▶ [Directions for this task]:
In the records below, find each line with the word "positive" and copy it.
=-=-=-=-=
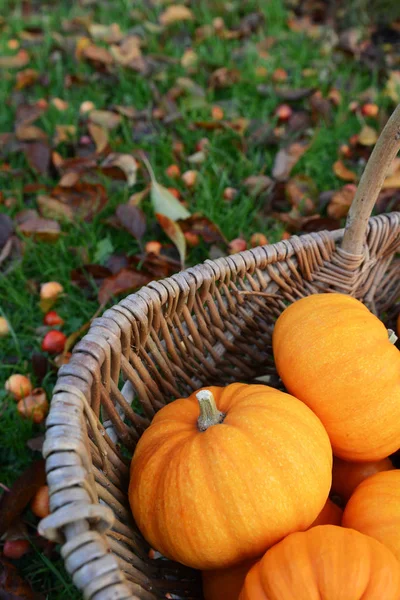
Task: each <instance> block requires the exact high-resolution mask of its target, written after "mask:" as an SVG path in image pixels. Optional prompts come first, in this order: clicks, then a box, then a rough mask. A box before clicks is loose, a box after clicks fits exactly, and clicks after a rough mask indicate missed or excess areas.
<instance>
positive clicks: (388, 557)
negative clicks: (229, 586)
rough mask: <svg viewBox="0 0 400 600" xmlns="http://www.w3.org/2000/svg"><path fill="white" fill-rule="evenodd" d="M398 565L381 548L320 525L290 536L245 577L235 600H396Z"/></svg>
mask: <svg viewBox="0 0 400 600" xmlns="http://www.w3.org/2000/svg"><path fill="white" fill-rule="evenodd" d="M399 597H400V565H399V563H398V561H397V560H396V558H395V557H394V555H393V554H392V552H390V550H388V548H386V547H385V546H384V545H383V544H381V543H380V542H378V541H377V540H374V539H373V538H370V537H369V536H367V535H363V534H362V533H359V532H358V531H354V530H352V529H344V528H342V527H336V526H335V525H320V526H319V527H313V528H312V529H309V530H308V531H303V532H298V533H292V534H291V535H289V536H288V537H286V538H285V539H284V540H282V541H281V542H279V543H278V544H276V545H275V546H273V547H272V548H271V549H270V550H268V551H267V553H266V554H265V555H264V557H263V558H262V559H261V561H260V562H258V563H256V564H255V565H254V567H253V568H252V569H251V570H250V571H249V573H248V575H247V577H246V579H245V582H244V585H243V589H242V592H241V594H240V596H239V600H380V599H382V600H383V599H385V600H398V598H399Z"/></svg>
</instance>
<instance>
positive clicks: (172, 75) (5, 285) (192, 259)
mask: <svg viewBox="0 0 400 600" xmlns="http://www.w3.org/2000/svg"><path fill="white" fill-rule="evenodd" d="M6 5H7V8H6V9H3V11H2V17H3V22H2V24H1V27H2V34H1V36H0V55H1V56H4V55H11V54H14V53H15V51H14V50H12V49H10V40H17V41H18V42H19V43H21V44H22V45H24V43H25V44H26V41H25V42H24V39H25V40H26V37H24V35H23V33H24V32H25V31H26V30H27V28H28V26H35V27H39V28H40V29H41V31H42V32H43V37H42V39H41V40H40V41H39V43H37V44H33V45H28V51H29V54H30V56H31V61H30V63H29V65H28V67H29V68H33V69H35V70H37V71H38V72H39V73H40V74H42V75H46V77H45V78H44V79H40V80H39V81H38V82H37V83H36V84H35V85H33V86H31V87H29V88H26V89H24V90H23V91H22V92H19V93H17V92H16V91H15V71H6V72H5V76H1V77H0V98H1V101H2V107H1V111H0V132H9V131H13V130H14V123H15V114H16V104H17V102H19V101H20V97H19V96H20V95H21V93H22V94H23V96H24V102H29V103H34V102H36V101H38V100H39V99H42V98H45V99H46V100H48V101H51V99H52V98H56V97H58V98H61V99H63V100H65V101H66V102H67V103H68V108H67V109H66V110H65V111H63V112H60V111H59V110H57V108H56V107H54V106H50V108H49V109H48V110H47V111H46V112H45V114H44V115H43V116H42V117H41V118H40V119H39V120H38V121H37V123H36V124H37V125H38V126H39V127H41V128H42V129H43V131H45V132H46V133H47V134H48V136H49V138H53V136H54V134H55V131H56V126H57V125H74V126H76V131H77V134H76V135H77V138H79V136H80V135H81V132H83V131H84V125H83V119H82V116H81V115H80V113H79V107H80V105H81V104H82V102H84V101H91V102H93V103H94V105H95V106H96V108H98V109H107V108H109V107H111V106H113V105H123V106H134V107H135V108H137V109H144V108H146V107H147V106H148V105H149V103H150V102H151V101H152V86H154V85H156V86H157V89H158V91H159V93H160V95H161V96H163V95H164V94H165V93H166V92H167V91H168V90H169V89H170V88H171V87H172V86H173V85H174V83H175V81H176V79H177V78H178V77H187V76H188V73H187V71H186V69H185V68H184V67H182V66H181V64H180V58H181V56H182V54H183V52H184V49H185V47H187V46H190V45H192V47H193V48H194V49H195V51H196V53H197V55H198V57H199V68H198V70H197V73H195V74H194V75H190V77H192V78H193V79H194V80H195V81H196V83H197V84H199V85H200V86H202V87H203V89H205V90H206V95H205V102H202V104H199V103H197V104H196V102H192V105H191V104H190V102H188V101H187V100H186V101H185V99H184V98H182V99H178V106H179V109H180V111H181V114H182V119H180V120H178V121H177V122H176V123H174V125H173V127H168V128H167V127H163V126H162V124H161V125H160V124H157V131H156V134H155V136H154V137H153V138H151V139H146V138H143V139H142V140H140V141H133V138H132V125H131V124H130V123H129V121H128V120H127V119H123V120H122V124H121V126H120V127H119V128H118V129H116V130H115V131H114V132H111V135H110V145H111V148H112V149H113V150H115V151H118V152H126V153H129V152H132V151H133V150H137V149H141V150H144V151H146V153H147V155H148V157H149V160H150V162H151V164H152V166H153V168H154V170H155V172H156V174H157V176H158V179H159V181H160V183H162V184H163V185H166V186H174V187H177V188H179V190H180V191H181V193H182V198H183V199H184V200H185V201H187V203H188V205H189V208H190V210H191V211H192V212H196V211H200V212H202V213H204V214H205V215H207V216H208V217H209V218H210V219H212V220H213V221H214V222H216V223H217V224H218V225H219V226H220V228H221V229H222V231H223V233H224V235H225V236H226V238H227V239H228V240H231V239H233V238H236V237H238V236H243V237H244V238H245V239H249V237H250V236H251V234H252V233H254V232H256V231H257V232H262V233H264V234H265V235H266V236H267V237H268V239H269V240H270V241H271V242H275V241H277V240H279V239H280V238H281V235H282V232H283V230H284V227H283V225H282V223H279V222H277V221H274V220H273V219H272V218H270V217H269V216H268V215H266V214H265V211H263V210H262V208H263V207H262V206H261V204H260V203H261V201H260V200H257V199H254V198H252V197H250V196H249V195H247V194H246V191H245V189H244V188H243V186H242V184H241V182H242V181H243V180H244V179H245V178H246V177H248V176H250V175H253V174H259V173H265V174H268V175H269V174H270V173H271V168H272V165H273V161H274V156H275V154H276V152H277V147H276V146H270V147H257V146H256V145H248V146H247V147H246V150H245V151H243V148H242V146H241V143H240V137H239V136H238V134H237V133H235V132H234V131H232V130H230V129H229V128H228V129H226V130H223V131H219V130H215V131H204V130H201V129H197V128H194V127H192V124H193V123H194V122H195V121H210V110H211V107H212V106H213V105H220V106H221V107H223V108H224V110H226V111H227V113H229V112H232V113H233V117H236V116H241V117H246V118H247V119H250V120H252V119H254V120H258V121H260V122H264V123H266V122H271V123H274V122H276V119H275V117H274V111H275V109H276V107H277V106H278V105H279V104H281V103H282V100H280V99H279V98H278V96H277V95H276V94H275V93H274V91H273V89H272V88H271V93H270V94H269V95H268V96H267V97H264V96H262V95H261V94H259V93H258V92H257V91H256V89H257V85H259V84H262V83H270V79H269V77H270V74H271V73H273V72H274V70H275V69H276V68H279V67H282V68H284V69H285V70H286V71H287V72H288V76H289V79H288V82H287V85H288V86H290V87H292V88H299V87H315V88H317V89H319V90H320V91H321V92H322V94H323V95H324V96H326V95H327V94H328V92H329V91H330V90H331V89H332V88H333V87H337V88H340V91H341V95H342V102H341V104H340V105H339V106H336V107H335V106H334V107H333V109H332V120H331V122H329V123H327V122H325V121H324V120H323V119H320V120H319V121H318V123H317V125H315V126H314V130H313V133H312V145H311V147H310V149H309V151H308V152H307V153H306V154H305V155H304V156H303V158H302V159H301V160H300V161H299V163H298V164H297V165H296V167H295V170H294V173H296V172H297V173H301V174H304V175H306V176H308V177H309V178H311V179H312V180H313V181H314V183H315V186H316V188H317V189H318V191H319V192H323V191H324V190H331V189H335V188H339V187H341V185H343V182H340V181H339V180H338V179H337V177H336V176H335V175H334V173H333V171H332V164H333V163H334V161H335V160H336V159H337V153H338V148H339V146H340V145H341V144H343V143H346V142H347V140H348V138H349V137H350V136H351V135H352V134H354V133H357V132H358V131H359V130H360V127H361V125H360V122H359V118H358V117H357V116H356V115H355V114H353V113H350V112H349V110H348V105H349V102H350V101H351V100H354V99H357V98H359V96H360V94H362V92H364V91H365V90H366V89H367V88H370V87H371V86H374V87H375V88H377V89H378V102H380V104H381V105H382V106H385V105H387V102H388V101H387V100H385V99H381V97H380V96H379V86H378V84H377V81H376V78H375V75H374V73H373V72H371V71H370V70H366V69H365V68H363V67H361V66H360V65H359V64H358V63H357V62H355V61H354V60H352V59H349V57H348V56H343V55H340V54H336V53H335V54H334V55H333V54H331V53H330V52H326V51H325V48H324V43H323V42H322V40H321V39H317V40H314V39H312V38H311V37H307V36H306V35H305V34H304V33H302V32H294V31H291V30H290V29H289V28H288V26H287V16H288V15H287V13H286V11H285V10H284V8H283V5H282V2H281V1H280V0H270V1H269V2H261V3H258V2H255V1H252V0H249V1H248V2H246V3H245V4H244V3H242V2H239V1H237V0H234V1H233V2H231V3H230V4H229V7H230V8H229V10H226V7H225V10H224V5H223V4H222V3H221V2H193V4H192V10H193V12H194V14H195V22H193V23H189V24H187V23H186V24H182V23H177V24H176V25H175V26H173V27H171V28H170V29H169V30H168V35H166V34H165V32H159V31H157V30H154V31H153V29H154V28H153V29H152V28H151V27H146V26H145V27H144V28H143V24H142V23H141V21H140V14H145V15H146V20H147V21H148V22H149V23H157V19H158V15H159V14H160V12H161V11H162V10H163V8H162V7H160V6H155V5H152V4H150V5H149V6H148V7H147V8H146V7H144V6H142V5H141V4H140V2H136V3H132V2H129V1H128V0H114V1H113V2H106V1H99V2H96V3H86V6H85V3H82V4H79V3H70V2H66V1H64V2H62V1H60V2H57V3H56V5H54V4H51V6H50V5H46V4H44V3H37V4H36V5H35V3H33V5H32V12H31V14H30V15H28V16H24V15H23V13H22V12H21V11H22V5H21V6H20V5H18V3H15V2H13V3H8V4H7V3H6ZM133 7H134V9H135V10H133ZM253 10H261V11H263V12H264V15H265V23H266V25H265V26H264V27H262V28H261V29H260V30H259V31H258V32H256V33H254V34H253V35H251V36H249V37H248V38H247V39H246V40H230V39H220V38H218V37H217V36H215V35H212V36H211V37H209V38H206V39H204V40H202V41H197V42H194V41H193V40H194V31H195V29H196V28H197V27H199V26H200V25H207V24H208V25H211V24H212V23H213V19H214V18H215V17H218V16H221V14H222V15H223V16H224V19H225V22H226V25H227V26H228V27H230V26H234V25H235V24H237V23H238V22H239V20H240V19H241V18H242V17H243V15H244V14H248V13H250V12H252V11H253ZM141 11H143V12H141ZM88 14H90V16H91V20H92V22H94V23H102V24H110V23H113V22H115V23H118V24H119V25H120V28H121V30H122V31H123V32H126V31H128V30H130V29H132V28H136V29H139V30H140V31H144V36H145V41H146V53H154V54H162V55H164V56H168V57H171V58H172V59H176V61H171V62H170V63H165V68H164V69H163V71H162V72H161V74H160V75H158V76H157V78H156V79H155V80H153V81H152V80H151V79H149V78H146V77H145V76H143V75H140V74H138V73H136V72H134V71H131V70H128V69H122V68H120V69H117V70H115V71H114V73H113V76H106V75H105V74H104V73H99V72H97V71H96V70H95V69H94V68H93V65H92V64H90V63H88V62H85V61H82V60H77V59H76V57H75V55H74V51H73V49H68V50H67V51H61V50H57V38H56V37H55V34H60V33H61V34H62V35H63V36H64V35H65V23H66V21H67V20H68V21H70V20H71V19H73V18H78V17H83V16H85V15H88ZM266 34H267V35H268V36H271V37H272V38H275V40H276V41H275V43H274V45H273V46H272V47H271V48H270V49H269V50H268V53H267V55H264V54H263V55H262V53H261V52H260V51H259V49H258V48H257V43H258V42H260V41H261V40H262V39H264V38H265V35H266ZM100 45H101V44H100ZM11 46H12V44H11ZM219 67H228V68H235V69H238V70H239V73H240V79H239V81H238V82H237V83H234V84H233V85H232V86H230V87H228V88H226V89H215V90H214V89H210V88H209V87H207V82H208V77H209V74H210V73H211V72H212V71H214V70H215V69H217V68H219ZM260 67H263V68H265V71H263V70H262V69H260ZM68 75H70V76H72V75H73V76H82V77H83V78H84V79H85V81H86V83H85V84H84V85H72V86H71V87H66V85H65V78H66V76H68ZM300 105H301V102H300ZM204 136H206V137H208V139H209V142H210V146H209V151H208V154H207V157H206V160H205V162H203V163H202V164H201V165H200V166H198V167H195V168H197V169H198V170H199V172H200V174H199V179H198V183H197V185H196V189H195V192H190V191H188V190H187V189H186V188H185V186H184V185H183V183H182V182H178V183H176V182H174V181H172V180H170V179H169V178H168V177H167V176H166V175H165V169H166V167H168V165H170V164H171V163H175V162H176V159H175V158H174V154H173V142H174V140H180V141H182V142H183V144H184V146H185V149H186V152H187V154H188V155H189V154H192V153H194V152H195V147H196V143H197V142H198V141H199V140H200V139H201V138H202V137H204ZM57 151H58V152H60V154H61V155H64V156H67V155H68V153H70V147H69V146H67V145H63V144H61V145H60V146H58V147H57ZM2 163H3V164H4V163H7V164H9V165H10V169H11V171H10V170H4V169H2V170H0V186H1V190H2V192H3V204H1V202H0V211H1V212H6V213H7V214H9V215H10V216H11V217H12V218H14V217H15V216H16V215H17V213H18V212H19V211H21V210H22V209H25V208H35V207H36V194H26V193H24V186H25V185H26V184H29V183H34V182H36V183H43V184H45V185H47V186H54V185H56V183H57V181H58V178H57V176H55V177H54V178H52V177H49V176H42V175H40V174H37V173H35V172H34V171H33V170H32V169H31V168H30V167H29V165H28V164H27V161H26V158H25V156H24V154H23V153H21V152H17V153H14V154H11V155H9V156H3V157H2V159H1V156H0V165H1V164H2ZM181 168H182V170H185V169H187V168H191V167H190V165H188V164H187V163H185V161H184V160H182V161H181ZM101 181H102V184H103V185H104V186H105V188H106V191H107V194H108V202H107V206H106V208H105V210H104V211H103V212H102V213H101V214H100V215H97V216H96V217H95V218H94V219H93V221H92V222H90V223H86V222H82V221H81V222H74V223H73V224H66V223H63V224H62V230H63V235H62V236H61V237H60V238H59V239H58V241H57V242H55V243H54V244H47V243H43V242H36V241H32V240H25V250H24V256H23V259H22V261H20V262H18V263H16V264H15V265H14V266H13V267H12V268H11V269H9V270H8V272H7V275H6V276H4V275H2V274H1V273H0V314H3V315H4V316H6V317H7V319H8V320H9V322H10V324H11V327H12V333H11V335H9V336H8V337H6V338H3V339H0V357H1V358H0V380H1V381H5V380H6V379H7V378H8V377H9V376H10V375H11V374H12V373H15V372H21V373H31V374H32V366H31V357H32V353H33V352H35V351H40V342H41V338H42V335H43V332H42V331H41V330H40V329H38V328H39V327H40V326H41V324H42V319H43V314H42V312H41V310H40V308H39V305H38V295H37V293H33V292H32V289H33V287H34V286H35V285H38V284H40V282H43V281H49V280H57V281H59V282H61V283H62V285H63V286H64V288H65V292H66V295H65V297H64V298H63V299H62V301H61V302H60V303H59V304H58V305H57V310H58V312H59V313H60V314H61V316H62V317H63V318H64V319H65V323H66V324H65V327H64V331H65V333H66V334H67V335H68V334H70V333H72V332H74V331H76V330H77V329H78V328H79V327H80V326H81V325H82V324H83V323H85V322H86V321H87V320H88V319H89V318H90V317H91V316H92V315H93V313H94V312H95V310H96V308H97V306H98V303H97V300H96V298H95V297H90V296H88V294H87V292H86V291H84V290H81V289H79V288H77V287H76V286H74V285H73V284H72V283H71V281H70V272H71V270H72V269H74V268H76V267H79V266H81V265H82V264H83V263H84V262H86V263H87V262H96V263H104V262H105V261H106V259H107V258H108V256H109V255H110V254H112V253H118V252H122V253H127V254H129V255H134V254H135V253H136V252H137V251H138V250H139V245H138V242H137V241H136V240H134V239H133V238H132V237H131V236H130V235H129V234H128V233H126V232H124V231H121V230H116V229H112V228H110V227H109V225H108V224H107V223H106V222H105V219H106V218H107V217H109V216H111V215H112V214H113V213H114V212H115V208H116V206H117V205H118V204H120V203H122V202H126V201H127V200H128V198H129V196H130V195H131V194H132V192H134V191H137V190H140V189H143V187H144V179H143V175H142V174H139V177H138V183H137V185H136V186H135V188H131V189H129V188H128V187H127V186H126V185H124V184H121V183H120V182H115V181H113V180H111V179H109V178H106V177H104V178H102V179H101ZM228 186H231V187H234V188H237V189H238V190H239V194H238V196H237V197H236V198H235V200H234V201H232V202H226V201H224V199H223V190H224V189H225V188H226V187H228ZM9 198H14V199H15V200H13V201H11V202H7V201H6V200H7V199H9ZM143 209H144V211H145V213H146V215H147V219H148V230H147V233H146V236H145V241H147V240H151V239H157V238H160V239H161V241H162V242H163V243H165V242H166V238H165V237H164V234H163V233H162V232H161V231H160V230H159V228H158V227H157V226H156V225H155V221H154V218H153V216H152V210H151V206H150V202H149V200H148V199H145V200H144V202H143ZM71 249H75V251H71ZM208 251H209V248H208V247H207V246H206V245H205V244H204V243H201V244H200V246H199V247H196V248H194V249H192V250H190V251H189V253H188V256H187V260H186V264H187V265H191V264H196V263H197V262H199V261H201V260H204V259H205V258H207V257H208ZM32 376H33V374H32ZM33 378H34V376H33ZM54 381H55V373H54V372H50V373H49V374H47V375H46V377H45V379H44V381H43V385H44V387H45V388H46V390H47V392H48V394H49V395H50V394H51V388H52V385H53V384H54ZM0 415H1V419H0V439H1V447H0V482H2V483H3V484H5V485H10V484H11V483H12V481H13V479H14V478H15V476H16V475H17V474H18V473H19V472H20V471H21V470H22V469H23V468H24V467H25V466H26V465H27V464H29V462H30V461H31V460H32V458H33V457H34V456H36V457H37V456H38V455H37V454H35V453H34V452H32V451H30V450H29V449H28V448H27V446H26V441H27V440H28V439H30V438H32V437H35V436H36V435H39V434H40V432H41V431H42V429H43V427H42V426H41V425H39V426H38V425H33V424H32V423H31V422H30V421H23V420H21V419H20V417H19V416H18V414H17V412H16V409H15V403H14V402H13V401H11V400H10V398H9V397H8V396H7V394H6V393H5V391H3V390H2V389H1V390H0ZM22 570H23V573H24V575H25V576H26V577H27V578H29V579H30V580H31V581H32V582H33V584H34V586H35V589H37V590H38V591H42V592H43V593H44V594H45V596H46V597H48V598H52V599H56V598H57V599H58V598H60V599H62V598H69V599H71V598H75V597H76V598H77V597H78V594H76V593H74V591H73V586H72V585H71V584H70V583H69V580H68V576H67V575H66V574H65V573H64V571H63V569H62V566H61V564H59V563H54V562H51V561H49V560H48V559H47V558H46V557H45V556H44V555H43V554H41V553H39V552H34V553H32V554H30V555H29V557H28V558H26V559H25V560H24V561H23V563H22Z"/></svg>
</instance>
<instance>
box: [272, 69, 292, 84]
mask: <svg viewBox="0 0 400 600" xmlns="http://www.w3.org/2000/svg"><path fill="white" fill-rule="evenodd" d="M272 79H273V81H275V82H276V83H279V82H280V81H287V79H288V74H287V72H286V71H285V69H275V71H274V72H273V73H272Z"/></svg>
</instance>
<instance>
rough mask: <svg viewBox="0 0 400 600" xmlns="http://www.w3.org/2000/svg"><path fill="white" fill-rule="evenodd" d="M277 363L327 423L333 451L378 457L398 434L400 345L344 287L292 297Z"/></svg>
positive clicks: (309, 403) (325, 425)
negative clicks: (325, 291)
mask: <svg viewBox="0 0 400 600" xmlns="http://www.w3.org/2000/svg"><path fill="white" fill-rule="evenodd" d="M273 349H274V356H275V363H276V367H277V370H278V373H279V375H280V376H281V378H282V380H283V382H284V384H285V386H286V388H287V389H288V391H289V392H290V393H291V394H293V395H294V396H296V398H300V400H302V401H303V402H305V403H306V404H307V405H308V406H309V407H310V408H311V409H312V410H313V411H314V412H315V414H316V415H318V417H319V418H320V419H321V421H322V423H323V424H324V426H325V428H326V430H327V432H328V434H329V437H330V440H331V443H332V448H333V453H334V454H335V456H338V457H340V458H343V459H345V460H350V461H352V460H354V461H372V460H379V459H381V458H385V457H386V456H389V454H391V453H392V452H394V451H395V450H397V448H398V445H399V440H400V385H399V384H400V375H399V374H400V352H399V351H398V349H397V348H396V347H395V346H394V345H393V344H391V343H390V341H389V337H388V331H387V329H386V328H385V326H384V325H383V323H381V321H379V319H378V318H377V317H375V316H374V315H373V314H372V313H371V312H370V311H369V310H368V309H367V307H366V306H364V305H363V304H362V303H361V302H359V301H358V300H356V299H355V298H351V297H350V296H345V295H344V294H333V293H332V294H315V295H312V296H307V297H306V298H302V299H301V300H298V301H297V302H294V304H292V305H290V306H289V307H288V308H287V309H286V310H285V311H284V312H283V313H282V314H281V315H280V317H279V318H278V320H277V322H276V325H275V329H274V333H273Z"/></svg>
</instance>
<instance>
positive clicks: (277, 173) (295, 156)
mask: <svg viewBox="0 0 400 600" xmlns="http://www.w3.org/2000/svg"><path fill="white" fill-rule="evenodd" d="M308 148H309V144H306V143H300V142H295V143H294V144H291V145H290V146H288V147H287V148H282V150H279V152H278V154H277V155H276V157H275V163H274V167H273V169H272V176H273V177H274V178H275V179H276V180H277V181H285V180H286V179H288V177H289V175H290V173H291V171H292V169H293V167H294V166H295V164H296V163H297V162H298V160H299V159H300V158H301V157H302V156H303V154H304V153H305V152H306V151H307V150H308Z"/></svg>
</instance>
=-=-=-=-=
▶ [Result of this task]:
positive clicks: (388, 557)
positive clicks: (172, 75) (5, 285) (192, 259)
positive clicks: (309, 403) (325, 425)
positive clicks: (277, 173) (295, 156)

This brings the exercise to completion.